Rows from a pointing dataset:

========================================

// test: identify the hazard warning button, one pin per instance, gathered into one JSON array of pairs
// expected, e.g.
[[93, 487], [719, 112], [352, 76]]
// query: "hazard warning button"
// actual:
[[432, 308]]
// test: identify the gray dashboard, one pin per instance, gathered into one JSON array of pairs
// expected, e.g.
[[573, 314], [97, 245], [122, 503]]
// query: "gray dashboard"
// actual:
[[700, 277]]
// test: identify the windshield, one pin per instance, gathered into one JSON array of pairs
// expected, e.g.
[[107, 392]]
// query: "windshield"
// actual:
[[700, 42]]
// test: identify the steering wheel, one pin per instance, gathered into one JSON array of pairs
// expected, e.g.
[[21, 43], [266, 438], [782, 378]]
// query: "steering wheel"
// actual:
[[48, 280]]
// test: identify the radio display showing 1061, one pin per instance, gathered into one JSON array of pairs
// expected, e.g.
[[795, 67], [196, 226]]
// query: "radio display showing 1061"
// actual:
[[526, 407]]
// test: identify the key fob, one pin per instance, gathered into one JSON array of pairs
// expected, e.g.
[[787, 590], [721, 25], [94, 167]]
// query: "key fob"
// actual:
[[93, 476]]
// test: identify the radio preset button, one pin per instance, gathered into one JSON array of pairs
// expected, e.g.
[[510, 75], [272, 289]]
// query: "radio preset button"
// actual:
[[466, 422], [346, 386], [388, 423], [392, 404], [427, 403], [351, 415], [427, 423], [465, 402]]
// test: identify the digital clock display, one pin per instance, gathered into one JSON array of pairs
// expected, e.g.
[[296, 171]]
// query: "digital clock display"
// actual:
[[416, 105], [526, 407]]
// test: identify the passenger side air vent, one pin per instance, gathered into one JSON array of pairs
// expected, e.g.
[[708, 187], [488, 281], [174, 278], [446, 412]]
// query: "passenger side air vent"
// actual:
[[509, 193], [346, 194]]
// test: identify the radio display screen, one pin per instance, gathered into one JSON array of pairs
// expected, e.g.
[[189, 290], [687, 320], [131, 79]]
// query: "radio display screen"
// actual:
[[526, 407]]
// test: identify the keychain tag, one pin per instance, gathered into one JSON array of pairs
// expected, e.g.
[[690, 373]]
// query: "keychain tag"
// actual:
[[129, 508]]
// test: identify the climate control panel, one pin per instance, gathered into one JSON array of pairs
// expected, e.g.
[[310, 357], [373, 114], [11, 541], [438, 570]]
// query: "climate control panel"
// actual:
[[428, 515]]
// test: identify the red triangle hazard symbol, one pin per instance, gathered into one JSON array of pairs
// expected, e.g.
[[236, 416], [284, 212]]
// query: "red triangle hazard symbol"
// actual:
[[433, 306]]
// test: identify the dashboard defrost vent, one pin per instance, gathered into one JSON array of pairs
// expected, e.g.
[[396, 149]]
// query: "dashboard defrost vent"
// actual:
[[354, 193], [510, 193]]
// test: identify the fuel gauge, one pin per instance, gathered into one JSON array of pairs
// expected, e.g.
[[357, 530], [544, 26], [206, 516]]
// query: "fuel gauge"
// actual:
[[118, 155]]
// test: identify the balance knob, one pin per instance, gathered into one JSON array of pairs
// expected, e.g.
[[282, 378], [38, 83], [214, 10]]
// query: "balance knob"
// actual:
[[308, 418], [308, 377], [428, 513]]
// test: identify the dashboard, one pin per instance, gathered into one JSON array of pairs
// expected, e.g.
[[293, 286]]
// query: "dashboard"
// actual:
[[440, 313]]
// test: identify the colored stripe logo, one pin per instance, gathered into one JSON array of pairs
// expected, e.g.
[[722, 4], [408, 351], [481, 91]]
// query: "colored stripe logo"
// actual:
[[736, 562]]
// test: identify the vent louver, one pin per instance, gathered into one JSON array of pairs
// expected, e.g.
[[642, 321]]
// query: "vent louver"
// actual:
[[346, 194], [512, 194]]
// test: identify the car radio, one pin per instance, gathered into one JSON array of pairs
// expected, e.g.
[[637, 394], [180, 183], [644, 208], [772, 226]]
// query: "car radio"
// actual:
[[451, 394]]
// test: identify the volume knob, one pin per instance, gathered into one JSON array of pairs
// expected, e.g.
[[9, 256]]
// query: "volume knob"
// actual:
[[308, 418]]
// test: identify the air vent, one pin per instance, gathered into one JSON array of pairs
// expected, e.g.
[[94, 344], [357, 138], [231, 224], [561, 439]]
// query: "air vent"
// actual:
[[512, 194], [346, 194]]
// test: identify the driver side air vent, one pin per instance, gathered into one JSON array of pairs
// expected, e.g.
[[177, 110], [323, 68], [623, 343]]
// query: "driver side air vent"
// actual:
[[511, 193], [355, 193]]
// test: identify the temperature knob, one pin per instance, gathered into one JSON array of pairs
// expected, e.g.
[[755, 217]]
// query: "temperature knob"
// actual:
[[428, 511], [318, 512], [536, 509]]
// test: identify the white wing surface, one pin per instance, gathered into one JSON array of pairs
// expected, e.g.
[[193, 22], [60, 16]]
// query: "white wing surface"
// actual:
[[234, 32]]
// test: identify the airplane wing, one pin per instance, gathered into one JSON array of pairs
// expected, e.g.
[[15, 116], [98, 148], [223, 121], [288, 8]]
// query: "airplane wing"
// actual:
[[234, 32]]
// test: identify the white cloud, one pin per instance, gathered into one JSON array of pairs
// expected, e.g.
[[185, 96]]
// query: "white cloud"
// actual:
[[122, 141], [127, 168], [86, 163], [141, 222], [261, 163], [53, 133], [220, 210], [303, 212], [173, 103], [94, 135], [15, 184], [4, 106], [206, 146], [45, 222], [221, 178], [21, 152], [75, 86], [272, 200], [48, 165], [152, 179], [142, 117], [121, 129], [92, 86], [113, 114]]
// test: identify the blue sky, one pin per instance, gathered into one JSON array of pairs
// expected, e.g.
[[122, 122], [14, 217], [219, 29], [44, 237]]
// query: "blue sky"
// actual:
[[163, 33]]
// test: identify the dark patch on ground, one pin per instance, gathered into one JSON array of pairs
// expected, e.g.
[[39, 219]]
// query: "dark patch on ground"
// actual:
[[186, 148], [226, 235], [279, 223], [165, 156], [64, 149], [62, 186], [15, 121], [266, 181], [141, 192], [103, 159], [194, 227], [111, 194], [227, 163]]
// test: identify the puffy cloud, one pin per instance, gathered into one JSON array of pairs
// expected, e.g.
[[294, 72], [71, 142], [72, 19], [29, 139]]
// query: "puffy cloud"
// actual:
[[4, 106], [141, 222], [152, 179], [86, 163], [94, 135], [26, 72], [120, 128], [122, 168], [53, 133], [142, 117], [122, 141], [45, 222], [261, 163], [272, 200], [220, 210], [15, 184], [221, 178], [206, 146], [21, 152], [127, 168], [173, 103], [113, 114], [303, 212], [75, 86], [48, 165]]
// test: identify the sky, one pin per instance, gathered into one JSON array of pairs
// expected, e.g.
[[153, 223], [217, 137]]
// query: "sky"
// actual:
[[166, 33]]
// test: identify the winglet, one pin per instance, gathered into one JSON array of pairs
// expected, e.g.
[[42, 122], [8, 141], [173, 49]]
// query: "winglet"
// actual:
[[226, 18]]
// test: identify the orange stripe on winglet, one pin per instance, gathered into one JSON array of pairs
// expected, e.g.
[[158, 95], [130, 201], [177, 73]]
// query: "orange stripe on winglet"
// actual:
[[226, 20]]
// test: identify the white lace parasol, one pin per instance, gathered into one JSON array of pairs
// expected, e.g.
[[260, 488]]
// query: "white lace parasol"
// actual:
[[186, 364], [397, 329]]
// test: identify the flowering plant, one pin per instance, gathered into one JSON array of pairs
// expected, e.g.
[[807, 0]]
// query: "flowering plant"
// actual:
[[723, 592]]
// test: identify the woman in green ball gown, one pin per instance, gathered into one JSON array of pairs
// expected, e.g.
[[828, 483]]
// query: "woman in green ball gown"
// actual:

========================================

> _TASK STATEMENT_
Change "defrost" to "center" throughout the stretch of rows from the line containing "identify the red" through the line containing "[[354, 193], [510, 193]]", leaving everything else as it stands, and write out only those lines.

> _SOLUTION TO THIS EXERCISE_
// test: identify the red triangle hazard symbol, one pin per instance, gathered into one JSON array of pairs
// expected, e.g.
[[236, 416], [284, 212]]
// query: "red triangle hazard symbol"
// actual:
[[433, 306]]
// test: identify the dashboard center vent, one pin per instance, gathered into one JSON array of pairs
// expected, e.g.
[[396, 149]]
// query: "dashboard center vent"
// actual:
[[354, 193], [510, 193]]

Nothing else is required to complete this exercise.